-- Exercise task --
Rewrite all the rows below, replacing every occurrence of "woman" with "person" and leaving everything else unchanged.

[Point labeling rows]
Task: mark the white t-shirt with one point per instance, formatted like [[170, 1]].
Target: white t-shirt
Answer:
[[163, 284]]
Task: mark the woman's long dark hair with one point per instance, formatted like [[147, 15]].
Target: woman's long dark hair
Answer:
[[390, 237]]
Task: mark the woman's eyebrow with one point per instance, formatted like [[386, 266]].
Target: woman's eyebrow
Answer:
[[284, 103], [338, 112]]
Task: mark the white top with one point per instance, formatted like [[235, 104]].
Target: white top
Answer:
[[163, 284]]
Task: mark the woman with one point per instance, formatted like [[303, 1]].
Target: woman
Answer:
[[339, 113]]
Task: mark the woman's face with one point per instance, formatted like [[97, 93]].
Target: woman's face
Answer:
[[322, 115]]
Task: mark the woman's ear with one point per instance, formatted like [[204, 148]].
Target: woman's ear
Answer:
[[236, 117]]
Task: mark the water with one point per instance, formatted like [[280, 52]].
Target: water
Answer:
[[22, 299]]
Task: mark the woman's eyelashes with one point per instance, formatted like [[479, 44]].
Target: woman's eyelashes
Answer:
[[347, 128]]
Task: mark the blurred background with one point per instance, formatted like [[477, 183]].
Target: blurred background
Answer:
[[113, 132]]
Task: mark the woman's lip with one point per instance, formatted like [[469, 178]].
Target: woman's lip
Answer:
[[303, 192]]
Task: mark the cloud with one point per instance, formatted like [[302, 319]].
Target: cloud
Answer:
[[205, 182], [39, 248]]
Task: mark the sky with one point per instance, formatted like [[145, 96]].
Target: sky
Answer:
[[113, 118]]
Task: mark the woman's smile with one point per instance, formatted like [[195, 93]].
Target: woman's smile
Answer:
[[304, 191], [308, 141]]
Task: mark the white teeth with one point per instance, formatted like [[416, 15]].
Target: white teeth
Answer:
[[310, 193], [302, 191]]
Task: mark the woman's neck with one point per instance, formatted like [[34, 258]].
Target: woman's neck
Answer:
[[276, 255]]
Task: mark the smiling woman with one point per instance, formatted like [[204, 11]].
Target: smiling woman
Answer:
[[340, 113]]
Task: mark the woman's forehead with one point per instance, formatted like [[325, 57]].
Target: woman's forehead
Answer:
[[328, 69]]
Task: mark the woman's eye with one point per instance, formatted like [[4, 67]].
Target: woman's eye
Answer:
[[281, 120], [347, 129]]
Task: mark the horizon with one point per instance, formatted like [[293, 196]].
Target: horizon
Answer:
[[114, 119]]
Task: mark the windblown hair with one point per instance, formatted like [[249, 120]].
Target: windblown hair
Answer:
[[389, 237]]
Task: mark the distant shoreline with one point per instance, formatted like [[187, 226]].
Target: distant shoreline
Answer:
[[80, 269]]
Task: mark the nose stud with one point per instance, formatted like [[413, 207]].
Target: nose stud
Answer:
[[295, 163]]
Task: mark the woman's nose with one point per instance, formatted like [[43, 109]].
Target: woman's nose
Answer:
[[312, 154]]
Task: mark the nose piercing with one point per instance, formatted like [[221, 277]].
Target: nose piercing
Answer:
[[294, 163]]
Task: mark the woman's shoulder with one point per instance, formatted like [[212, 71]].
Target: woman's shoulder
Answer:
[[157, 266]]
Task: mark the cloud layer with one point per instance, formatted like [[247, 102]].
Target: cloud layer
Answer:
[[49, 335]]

-- Response --
Task: mark the white t-shirt with one point per instance, formatted like [[170, 1]].
Target: white t-shirt
Answer:
[[163, 284]]
Task: mark the person's long dark hair with one point per instance, formatted like [[147, 15]].
Target: person's long dark hair
Answer:
[[390, 237]]
Task: mark the person's eyebrow with one point per instance, formatted like [[386, 266]].
Target: person's eyebrow
Answer:
[[284, 103], [338, 112]]
Task: mark the white top with one point per instance, formatted like [[235, 104]].
Target: white top
Answer:
[[163, 284]]
Task: mark the person with one point per instance, formatted like [[303, 1]].
Target: person
Answer:
[[339, 113]]
Task: mark the person's face with one point per instance, formatted like [[97, 93]].
Target: person's face
Answer:
[[322, 115]]
Task: mark the person's ear with one point per instance, formatted like [[204, 148]].
Target: person's ear
Answer:
[[236, 117]]
Task: mark the water with one point per instance, formatted like [[280, 52]].
Target: water
Answer:
[[22, 299]]
Task: mark the person's eyelashes with one point per instance, formatted like [[479, 44]].
Target: person's eyelashes
Answer:
[[347, 128]]
Task: mark the blurred background with one point per instance, formatted like [[477, 183]].
Target: blurred background
Answer:
[[113, 132]]
Task: mark the person's lip with one point per instance, formatted like [[469, 178]].
Target: person's lip
Answer:
[[303, 192]]
Task: mark the cloud with one point per instance, formatted like [[302, 319]].
Target: cloud
Answer:
[[205, 182], [39, 248]]
Task: mark the sky with one point per instance, formatted like [[145, 96]].
Target: sky
Answer:
[[113, 118]]
Task: mark the person's smile with one point per instance, formatted like [[195, 93]].
Target: person's smile
Answer:
[[304, 191], [308, 141]]
Task: mark the white teeth with one point per instance, formatted like [[416, 15]].
Target: white teeth
Answer:
[[310, 193], [302, 191]]
Task: mark the person's neck with one point per instance, formatted like [[34, 258]].
Target: person's neck
Answer:
[[276, 255]]
Task: mark the smiling person with one point per instance, formatted like [[204, 11]].
Target: smiling person
Answer:
[[340, 113]]
Task: mark the person's forehead with one point per instance, formatted like [[325, 57]].
Target: person's forehead
Answer:
[[328, 69]]
Task: mark the person's eye with one point per instance, formatted like [[4, 67]].
Target: person's eye
Answer:
[[281, 120], [347, 129]]
Task: mark the horizon with one point per instance, formatted like [[293, 196]].
Target: horizon
Answer:
[[114, 119]]
Task: mark the windblown hair with one point per instance, formatted like [[249, 120]].
Target: windblown hair
Answer:
[[389, 237]]
Task: mark the distant shoreline with one point per instance, formatted like [[187, 226]].
Target: distant shoreline
Answer:
[[80, 269]]
Task: mark the nose stud with one point per instance, formatted like [[413, 207]].
Target: nose stud
Answer:
[[295, 163]]
Task: mark the person's nose with one point per instance, formatted like [[43, 109]].
Target: person's nose
Answer:
[[312, 154]]
Task: mark the nose piercing with one point per instance, formatted like [[221, 277]].
Target: nose piercing
Answer:
[[294, 163]]
Task: mark the person's shoulder with one point per instance, formatted like [[212, 71]].
Target: person's shoulder
Answer:
[[157, 266]]
Task: mark the cloud layer with one point per instance, formatted like [[247, 102]].
Target: cloud layer
Answer:
[[49, 335]]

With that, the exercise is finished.